── PROVIDED RECORDS

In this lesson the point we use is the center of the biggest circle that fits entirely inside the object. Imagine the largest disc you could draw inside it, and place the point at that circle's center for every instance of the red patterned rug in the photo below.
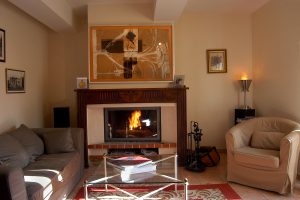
(195, 192)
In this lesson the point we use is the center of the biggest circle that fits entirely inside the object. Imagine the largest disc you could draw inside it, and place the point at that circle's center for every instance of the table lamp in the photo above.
(245, 83)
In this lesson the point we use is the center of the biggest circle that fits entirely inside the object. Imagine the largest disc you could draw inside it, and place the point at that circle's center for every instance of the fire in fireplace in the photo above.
(132, 124)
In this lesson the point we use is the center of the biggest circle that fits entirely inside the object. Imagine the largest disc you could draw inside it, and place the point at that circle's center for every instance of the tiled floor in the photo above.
(218, 175)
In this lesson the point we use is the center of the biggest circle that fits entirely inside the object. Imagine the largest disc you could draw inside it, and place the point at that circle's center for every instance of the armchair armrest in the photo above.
(12, 184)
(289, 151)
(236, 137)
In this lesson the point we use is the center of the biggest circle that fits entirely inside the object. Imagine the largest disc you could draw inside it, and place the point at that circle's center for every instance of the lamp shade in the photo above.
(245, 85)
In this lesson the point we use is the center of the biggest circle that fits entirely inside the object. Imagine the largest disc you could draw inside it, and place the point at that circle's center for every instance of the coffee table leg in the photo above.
(176, 169)
(186, 183)
(105, 170)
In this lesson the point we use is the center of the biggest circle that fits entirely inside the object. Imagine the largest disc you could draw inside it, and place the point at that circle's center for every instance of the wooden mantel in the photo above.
(136, 95)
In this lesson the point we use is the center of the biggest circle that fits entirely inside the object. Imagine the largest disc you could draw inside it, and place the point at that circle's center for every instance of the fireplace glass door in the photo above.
(132, 124)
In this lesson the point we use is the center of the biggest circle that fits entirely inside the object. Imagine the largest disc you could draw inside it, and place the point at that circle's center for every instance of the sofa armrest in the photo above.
(78, 141)
(12, 184)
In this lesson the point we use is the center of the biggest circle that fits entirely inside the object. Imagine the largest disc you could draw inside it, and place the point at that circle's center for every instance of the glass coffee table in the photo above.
(108, 176)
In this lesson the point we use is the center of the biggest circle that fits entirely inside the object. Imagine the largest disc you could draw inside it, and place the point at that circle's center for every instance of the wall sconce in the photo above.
(245, 84)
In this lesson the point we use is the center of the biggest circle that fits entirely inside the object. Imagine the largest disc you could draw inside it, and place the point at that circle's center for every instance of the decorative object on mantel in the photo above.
(130, 53)
(178, 81)
(2, 45)
(15, 81)
(245, 84)
(216, 60)
(82, 82)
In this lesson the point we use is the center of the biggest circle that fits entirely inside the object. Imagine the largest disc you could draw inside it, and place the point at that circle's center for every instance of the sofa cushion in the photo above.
(32, 143)
(266, 140)
(12, 153)
(58, 141)
(264, 158)
(50, 173)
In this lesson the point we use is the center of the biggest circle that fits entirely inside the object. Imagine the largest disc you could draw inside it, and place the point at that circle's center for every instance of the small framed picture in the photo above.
(216, 60)
(2, 45)
(178, 81)
(15, 81)
(82, 83)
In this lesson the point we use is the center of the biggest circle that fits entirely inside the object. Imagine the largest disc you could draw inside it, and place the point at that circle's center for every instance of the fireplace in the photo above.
(132, 124)
(90, 97)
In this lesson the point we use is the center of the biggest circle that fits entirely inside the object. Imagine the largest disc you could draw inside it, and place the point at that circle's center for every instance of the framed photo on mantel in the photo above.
(216, 60)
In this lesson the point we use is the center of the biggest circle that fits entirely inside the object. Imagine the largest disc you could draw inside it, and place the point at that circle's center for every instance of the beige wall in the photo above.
(276, 58)
(213, 97)
(68, 58)
(26, 49)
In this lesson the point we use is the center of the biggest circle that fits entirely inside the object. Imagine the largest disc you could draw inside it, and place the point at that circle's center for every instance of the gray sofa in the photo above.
(44, 163)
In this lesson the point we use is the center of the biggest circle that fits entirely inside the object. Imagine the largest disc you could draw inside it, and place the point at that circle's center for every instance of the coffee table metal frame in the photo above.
(105, 180)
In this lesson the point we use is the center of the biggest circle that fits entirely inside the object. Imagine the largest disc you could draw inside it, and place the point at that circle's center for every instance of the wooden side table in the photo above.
(243, 114)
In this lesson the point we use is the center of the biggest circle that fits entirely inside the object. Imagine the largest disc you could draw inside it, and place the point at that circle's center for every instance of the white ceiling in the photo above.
(56, 13)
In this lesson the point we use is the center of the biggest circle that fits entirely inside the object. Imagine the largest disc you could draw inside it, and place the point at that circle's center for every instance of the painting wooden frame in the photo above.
(130, 54)
(15, 81)
(216, 60)
(2, 45)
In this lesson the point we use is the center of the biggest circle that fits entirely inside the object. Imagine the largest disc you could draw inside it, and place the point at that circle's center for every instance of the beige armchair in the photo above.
(263, 153)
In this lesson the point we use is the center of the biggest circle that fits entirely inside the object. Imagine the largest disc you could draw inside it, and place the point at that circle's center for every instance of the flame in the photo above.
(134, 121)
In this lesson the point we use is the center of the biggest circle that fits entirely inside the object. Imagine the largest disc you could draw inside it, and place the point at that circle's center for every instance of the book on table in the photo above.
(132, 165)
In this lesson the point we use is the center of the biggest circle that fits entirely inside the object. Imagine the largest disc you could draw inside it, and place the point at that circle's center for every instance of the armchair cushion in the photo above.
(263, 158)
(266, 140)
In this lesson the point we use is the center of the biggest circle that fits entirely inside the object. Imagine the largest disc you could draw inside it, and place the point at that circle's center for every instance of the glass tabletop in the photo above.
(160, 169)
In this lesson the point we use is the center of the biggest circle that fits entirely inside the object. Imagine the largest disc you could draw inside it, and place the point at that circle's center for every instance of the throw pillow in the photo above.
(58, 141)
(12, 153)
(30, 140)
(266, 140)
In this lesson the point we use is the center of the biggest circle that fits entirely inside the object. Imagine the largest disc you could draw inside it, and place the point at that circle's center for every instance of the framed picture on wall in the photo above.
(2, 45)
(15, 81)
(130, 53)
(216, 60)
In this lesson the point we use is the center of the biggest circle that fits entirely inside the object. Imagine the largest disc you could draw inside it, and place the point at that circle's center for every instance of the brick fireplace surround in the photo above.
(87, 97)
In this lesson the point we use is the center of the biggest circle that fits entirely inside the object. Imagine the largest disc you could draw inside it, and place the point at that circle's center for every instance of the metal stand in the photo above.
(194, 162)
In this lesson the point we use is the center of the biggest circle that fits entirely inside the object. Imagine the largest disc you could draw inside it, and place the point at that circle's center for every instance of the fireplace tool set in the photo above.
(199, 157)
(194, 162)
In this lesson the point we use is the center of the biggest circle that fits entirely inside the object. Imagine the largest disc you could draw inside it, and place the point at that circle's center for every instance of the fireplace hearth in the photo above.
(132, 124)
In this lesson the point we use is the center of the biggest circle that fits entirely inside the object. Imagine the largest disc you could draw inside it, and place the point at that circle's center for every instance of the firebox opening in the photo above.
(132, 124)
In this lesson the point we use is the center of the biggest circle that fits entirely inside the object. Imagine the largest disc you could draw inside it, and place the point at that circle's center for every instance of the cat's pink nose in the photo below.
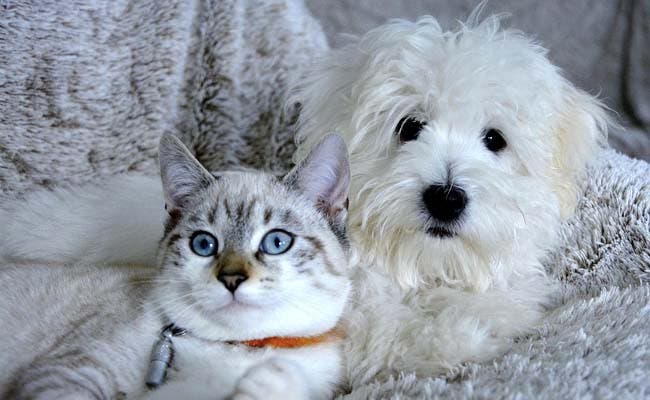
(232, 281)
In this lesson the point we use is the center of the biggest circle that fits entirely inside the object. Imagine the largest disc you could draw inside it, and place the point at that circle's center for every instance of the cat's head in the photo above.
(246, 255)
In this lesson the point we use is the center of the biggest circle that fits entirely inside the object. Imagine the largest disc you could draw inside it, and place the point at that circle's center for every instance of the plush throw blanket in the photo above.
(87, 87)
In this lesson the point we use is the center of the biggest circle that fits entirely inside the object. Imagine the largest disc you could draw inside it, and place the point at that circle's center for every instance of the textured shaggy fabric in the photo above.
(87, 87)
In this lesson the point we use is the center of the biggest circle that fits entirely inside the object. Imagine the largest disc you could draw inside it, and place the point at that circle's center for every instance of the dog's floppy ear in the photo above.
(580, 132)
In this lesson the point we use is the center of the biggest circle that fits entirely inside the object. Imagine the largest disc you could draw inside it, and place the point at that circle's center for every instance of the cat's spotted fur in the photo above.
(86, 331)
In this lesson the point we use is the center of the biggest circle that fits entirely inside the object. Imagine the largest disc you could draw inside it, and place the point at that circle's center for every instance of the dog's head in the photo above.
(466, 147)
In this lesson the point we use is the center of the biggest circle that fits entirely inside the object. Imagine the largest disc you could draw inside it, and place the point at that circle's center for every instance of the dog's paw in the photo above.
(275, 378)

────

§ WRITTEN TASK:
Quote only the lines from the line containing "dog's head in the photo above." through the end of the entries, keeping the first and the last.

§ OUTPUT:
In this lesson the point we use is the center of the biggest circle that fits entirely inside the object. Imagine the largest disc you could draw inside it, and place the point at that circle's center for every instance of the dog's head in the photo above.
(466, 147)
In this lesson the point we use is the center of the biggest circle that fits entirely inside the object. Imagine the largest disc you could draw inside it, and place the point at that circle's center for every instance of the dog's paw in the photo above.
(275, 378)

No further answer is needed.